Directive 1: In the article excerpt on Andrew Ross and "Black Romantic," what words open the announcement the curator circulates?
Directive 2: Carry on the article excerpt about the "Black Romantic" open call from its final sentence onward.

Golden Moment: Andrew Ross on "Black Romantic". (Slant)

Article excerpt

WHEN WAS THE LAST TIME a major art museum issued an open call for submissions to an upcoming show? Um ... never? While open calls are the staple of a thousand regional and community art centers, the metro curator lives or dies by her own deft instincts about where to look, how to prefer, and what to embrace. So when one of the art world's most sophisticated curators circulates an announcement that begins "Attention Artists!" and goes on to solicit work in the figurative genre of "romanticism," irony hounds are likely to salivate at the prospect of another juicy morsel of conceptualism coming their way. Even for those with duller appetites, it may not be easy to take such a gesture at face value. Thirty years of tastemaking and art practice have made it habitual to extract conceptual merit from almost every aspect of the commonplace--the cuckoo clock on the mantelpiece, an ad for mail-order brides, Jesus Christ's visage on the moon, the boy next door. When nothing cannot be redeemed by irony, everything will b e.

Extracted information:

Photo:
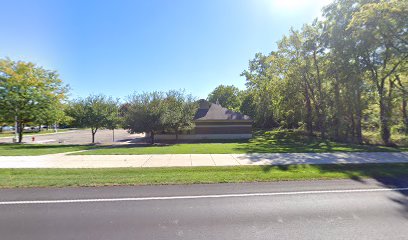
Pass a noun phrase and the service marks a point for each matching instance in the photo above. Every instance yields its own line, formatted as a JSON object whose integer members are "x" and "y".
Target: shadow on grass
{"x": 393, "y": 175}
{"x": 284, "y": 141}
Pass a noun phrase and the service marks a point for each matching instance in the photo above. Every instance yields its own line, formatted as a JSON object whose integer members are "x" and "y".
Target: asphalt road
{"x": 79, "y": 137}
{"x": 341, "y": 209}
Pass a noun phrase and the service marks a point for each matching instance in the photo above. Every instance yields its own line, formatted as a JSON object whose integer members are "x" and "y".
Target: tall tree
{"x": 226, "y": 96}
{"x": 143, "y": 114}
{"x": 179, "y": 111}
{"x": 95, "y": 112}
{"x": 27, "y": 92}
{"x": 381, "y": 28}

Expected output 1: "Attention Artists!"

Expected output 2:
Thelma Golden is hoping that visitors to "Black Romantic," her show of popular, figurative black art opening this month at the Studio Museum in Harlem (where she is deputy director for exhibitions and programs), will see fit to check their irony at the door. That will be a lot to ask, though she, more than most, has a shot at winning this gamble (having survived curatorial trials by fire at the Whitney to become the current queen of the hill), and it is the pluckiest wager in many a year. The open call was a practical matter: It gave Golden access to a vast community of artists about whom she knew very little. They include figures like Kadir Nelson, Dean Mitchell, Alonzo Adams, Gerald Griffin, and Philip Smallwood, who have zero name recognition in the art world yet are exhibited widely in historically black college galleries and hold pride of place in the personal collections of Bill Cosby, Oprah Winfrey, Will Smith, Spike Lee, Jesse Jackson, Maya Angelou, and Eddie Murphy. They command top billing at black art stores and galleries in malls across the country, and reproductions of their work can be found in street fairs and festivals, even on vendors' tables along Harlem's 125th Street.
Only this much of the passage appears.